▶ _ИСХОДНЫЙ ТЕКСТ_:
+---+

Благодаря плавучему якорю корма во всяком случае развернулась под
острым углом к волнам. Убери его - и нас опять повернет так, что мы будем
принимать волну всем бортом. Но зато плавучий якорь сковал нас по рукам и
ногам, мы почти не трогались с места. Стоим посреди Атлантического океана и
тонем, в 1900 морских милях от старта и 1300 милях от финиша.
Двое суток все наши действия сводились к борьбе за свою жизнь и
спасение груза. Починить весло оказалось невозможно по ряду причин.
По-прежнему нас штурмовали шести-, семиметровые волны, к тому же попадались
и десятиметровые исполины. Сидя в каюте, я разрезал обложку одного блокнота
и сделал из картона модель, изображающую лопасть, обе части сломанного
веретена и мостик, показал две деревянные уключины, удерживающие
установленное наискось весло вверху и внизу. Получалось, что, если
прикрепить к лопасти верхний, более длинный обломок веретена, рукоятка
дотянется до мостика. Мы так и сделали, придумав сообща хитрое устройство,
которое позволяло рулевому, стоя в правой части мостика, крутить правое
весло рукой, а левое весло поворачивать в одну сторону ногой при помощи
веревки, в другую - рукой с помощью длинной бамбуковой палки. Чистая
акробатика, причем дело осложнялось тем, что вахтенный должен был еще
маневрировать шкотами паруса, закрепленными за перила мостика, потому что
рулевые весла не всегда могли справиться с ладьей, так глубоко она осела. И
когда "Ра II" не слушалась весел, а ветер и волны грозили развернуть нас
боком, всю надежду мы возлагали на парус.

+---+

▶ _ЧТО СДЕЛАТЬ_:
1. Перечислите всё, что изображала картонная модель в отрывке о плавании «Ра II».
2. Согласуются ли с отрывком о плавании «Ра II» эти утверждения? (а) Плавучий якорь позволял лодке быстро продвигаться вперёд. (б) Сломанное весло удалось починить. (в) До финиша оставалось 1300 миль.
3. Напишите продолжение отрывка о плавании «Ра II», которое начинается после его последнего предложения.

+---+

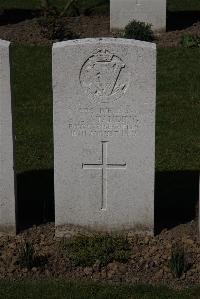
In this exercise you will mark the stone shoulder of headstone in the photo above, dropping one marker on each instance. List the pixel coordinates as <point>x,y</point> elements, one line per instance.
<point>104,93</point>
<point>7,189</point>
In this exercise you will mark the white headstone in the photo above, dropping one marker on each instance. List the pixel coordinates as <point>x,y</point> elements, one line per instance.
<point>148,11</point>
<point>104,133</point>
<point>7,192</point>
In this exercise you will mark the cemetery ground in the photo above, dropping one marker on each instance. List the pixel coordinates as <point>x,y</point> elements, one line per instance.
<point>35,253</point>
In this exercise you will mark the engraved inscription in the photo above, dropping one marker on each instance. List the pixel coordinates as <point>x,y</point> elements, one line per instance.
<point>104,122</point>
<point>104,77</point>
<point>104,166</point>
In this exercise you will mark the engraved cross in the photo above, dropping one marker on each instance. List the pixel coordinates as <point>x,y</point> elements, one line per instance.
<point>104,166</point>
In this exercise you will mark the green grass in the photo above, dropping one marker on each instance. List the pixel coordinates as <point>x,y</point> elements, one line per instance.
<point>31,71</point>
<point>178,108</point>
<point>173,5</point>
<point>86,250</point>
<point>72,290</point>
<point>183,5</point>
<point>36,4</point>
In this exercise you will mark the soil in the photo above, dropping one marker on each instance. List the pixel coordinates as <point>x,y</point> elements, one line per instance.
<point>149,262</point>
<point>85,26</point>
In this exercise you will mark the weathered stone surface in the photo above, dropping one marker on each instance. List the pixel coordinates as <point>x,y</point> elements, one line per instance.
<point>148,11</point>
<point>104,133</point>
<point>7,193</point>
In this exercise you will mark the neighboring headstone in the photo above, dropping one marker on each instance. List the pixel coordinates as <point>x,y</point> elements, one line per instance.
<point>7,192</point>
<point>104,134</point>
<point>148,11</point>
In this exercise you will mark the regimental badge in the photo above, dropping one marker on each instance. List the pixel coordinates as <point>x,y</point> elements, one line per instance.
<point>104,77</point>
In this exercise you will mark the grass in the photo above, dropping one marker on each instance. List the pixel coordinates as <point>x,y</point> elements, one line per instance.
<point>173,5</point>
<point>77,290</point>
<point>183,5</point>
<point>31,71</point>
<point>178,108</point>
<point>36,4</point>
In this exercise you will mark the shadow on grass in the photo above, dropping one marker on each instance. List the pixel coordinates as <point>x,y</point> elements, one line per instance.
<point>35,198</point>
<point>13,16</point>
<point>181,19</point>
<point>176,198</point>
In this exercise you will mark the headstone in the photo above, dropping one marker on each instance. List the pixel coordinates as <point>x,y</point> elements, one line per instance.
<point>104,134</point>
<point>7,193</point>
<point>148,11</point>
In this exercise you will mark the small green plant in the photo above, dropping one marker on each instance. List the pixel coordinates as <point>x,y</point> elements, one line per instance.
<point>52,24</point>
<point>190,41</point>
<point>85,250</point>
<point>177,263</point>
<point>28,257</point>
<point>139,30</point>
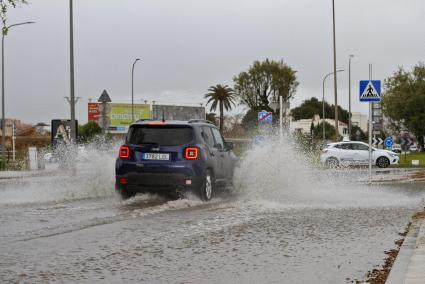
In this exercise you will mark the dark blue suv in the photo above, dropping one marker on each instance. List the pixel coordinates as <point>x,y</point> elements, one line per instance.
<point>174,157</point>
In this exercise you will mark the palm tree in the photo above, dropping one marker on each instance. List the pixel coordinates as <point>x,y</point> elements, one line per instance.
<point>222,96</point>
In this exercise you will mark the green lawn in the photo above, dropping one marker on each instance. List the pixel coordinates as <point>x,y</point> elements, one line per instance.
<point>406,160</point>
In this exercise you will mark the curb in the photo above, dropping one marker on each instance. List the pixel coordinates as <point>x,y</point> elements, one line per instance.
<point>409,266</point>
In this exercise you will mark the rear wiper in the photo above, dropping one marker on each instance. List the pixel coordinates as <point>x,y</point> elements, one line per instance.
<point>150,143</point>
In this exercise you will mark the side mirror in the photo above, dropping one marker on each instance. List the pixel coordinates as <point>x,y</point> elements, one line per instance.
<point>229,146</point>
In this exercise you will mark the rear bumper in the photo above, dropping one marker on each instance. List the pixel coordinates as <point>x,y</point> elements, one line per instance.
<point>157,182</point>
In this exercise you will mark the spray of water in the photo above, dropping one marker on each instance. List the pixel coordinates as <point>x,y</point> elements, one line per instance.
<point>275,174</point>
<point>279,174</point>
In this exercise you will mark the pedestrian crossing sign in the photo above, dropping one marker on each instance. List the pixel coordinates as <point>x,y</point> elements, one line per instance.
<point>370,91</point>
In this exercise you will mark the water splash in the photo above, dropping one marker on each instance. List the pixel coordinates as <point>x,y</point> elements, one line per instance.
<point>278,173</point>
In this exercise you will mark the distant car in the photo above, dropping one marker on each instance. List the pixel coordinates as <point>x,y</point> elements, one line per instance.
<point>413,148</point>
<point>396,148</point>
<point>356,153</point>
<point>174,157</point>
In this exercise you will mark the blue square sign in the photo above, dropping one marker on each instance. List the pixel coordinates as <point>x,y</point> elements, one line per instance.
<point>370,91</point>
<point>265,117</point>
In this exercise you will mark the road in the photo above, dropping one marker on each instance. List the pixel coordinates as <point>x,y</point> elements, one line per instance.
<point>317,229</point>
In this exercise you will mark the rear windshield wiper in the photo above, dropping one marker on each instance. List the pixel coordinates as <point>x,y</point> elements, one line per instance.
<point>150,143</point>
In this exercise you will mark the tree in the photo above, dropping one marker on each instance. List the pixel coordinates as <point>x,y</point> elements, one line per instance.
<point>357,134</point>
<point>4,7</point>
<point>404,100</point>
<point>318,131</point>
<point>222,96</point>
<point>88,131</point>
<point>309,108</point>
<point>264,82</point>
<point>211,117</point>
<point>250,120</point>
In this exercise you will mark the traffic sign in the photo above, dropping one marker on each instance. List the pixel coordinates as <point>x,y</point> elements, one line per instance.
<point>265,117</point>
<point>370,91</point>
<point>388,143</point>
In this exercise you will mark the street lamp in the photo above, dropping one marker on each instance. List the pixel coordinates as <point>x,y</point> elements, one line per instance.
<point>323,101</point>
<point>335,79</point>
<point>132,89</point>
<point>3,123</point>
<point>349,95</point>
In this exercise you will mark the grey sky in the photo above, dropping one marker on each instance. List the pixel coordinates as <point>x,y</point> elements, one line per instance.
<point>188,45</point>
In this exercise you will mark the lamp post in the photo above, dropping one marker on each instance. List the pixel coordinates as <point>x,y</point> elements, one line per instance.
<point>349,95</point>
<point>71,72</point>
<point>335,79</point>
<point>132,89</point>
<point>3,123</point>
<point>323,101</point>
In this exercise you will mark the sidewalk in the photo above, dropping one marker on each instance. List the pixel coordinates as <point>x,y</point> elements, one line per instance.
<point>409,267</point>
<point>25,174</point>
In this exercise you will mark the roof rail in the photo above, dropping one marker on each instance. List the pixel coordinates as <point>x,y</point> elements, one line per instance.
<point>199,120</point>
<point>143,119</point>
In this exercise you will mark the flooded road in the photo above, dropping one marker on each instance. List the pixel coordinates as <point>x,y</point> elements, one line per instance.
<point>291,224</point>
<point>231,240</point>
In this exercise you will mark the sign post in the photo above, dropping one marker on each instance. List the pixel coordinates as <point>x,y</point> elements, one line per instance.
<point>370,91</point>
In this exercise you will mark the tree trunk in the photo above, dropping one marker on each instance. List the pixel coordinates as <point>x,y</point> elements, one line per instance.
<point>221,117</point>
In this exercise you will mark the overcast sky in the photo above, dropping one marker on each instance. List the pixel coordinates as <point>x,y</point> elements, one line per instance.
<point>188,45</point>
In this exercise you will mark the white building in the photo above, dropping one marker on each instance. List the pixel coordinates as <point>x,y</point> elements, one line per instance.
<point>304,125</point>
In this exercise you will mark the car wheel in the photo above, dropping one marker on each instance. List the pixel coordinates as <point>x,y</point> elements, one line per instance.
<point>383,162</point>
<point>207,187</point>
<point>123,193</point>
<point>332,162</point>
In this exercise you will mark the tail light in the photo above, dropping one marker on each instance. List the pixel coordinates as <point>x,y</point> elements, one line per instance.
<point>124,152</point>
<point>123,181</point>
<point>191,153</point>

+---+

▶ _ОТВЕТЫ ПО ЗАДАНИЯМ_:
1. Лопасть; обе части сломанного веретена; мостик; две деревянные уключины.

2.
(а) Нет: «мы почти не трогались с места».
(б) Нет: «Починить весло оказалось невозможно по ряду причин».
(в) Да: «в 1900 морских милях от старта и 1300 милях от финиша».

3.
Новое устройство было готово к испытанию вечером второго дня. К этому
времени лодка погрузилась так сильно, что страшно смотреть. Всем было
очевидно, что нам предстоит основательно потрудиться, чтобы одолеть вторую
половину пути. Как только легло на место увечное весло, дела сразу пошли
немного лучше. Нам удалось привести корму к волне, после чего мы выбрали
плавучий якорь и пошли на запад под зарифленным парусом. На другой день мы
отважились поставить полный грот. И снова огромный парус словно приподнял
лодку из воды, и мы пошли со скоростью почти три узла, что составляло больше
100 километров в сутки. Правда, палуба была чуть не вровень с водой.
По-прежнему через корму переваливали волны, да и на носу, если мы пробовали
сесть к столу, как прежде, на скамейках, нас регулярно окатывало водой, и
приходилось всем жаться на нижних перекладинах мачты. Сидим и едим, точно
птицы на ветке.
- Надо как-то защититься от больших волн, чтобы вода успевала стекать с
палубы, а не то мы потонем, - сказал Юрий.
И он принялся натягивать кусок парусины вдоль правого борта от вантов
вперед, закрепляя его вверху и внизу толстой бечевкой. Остальные
рассмеялись.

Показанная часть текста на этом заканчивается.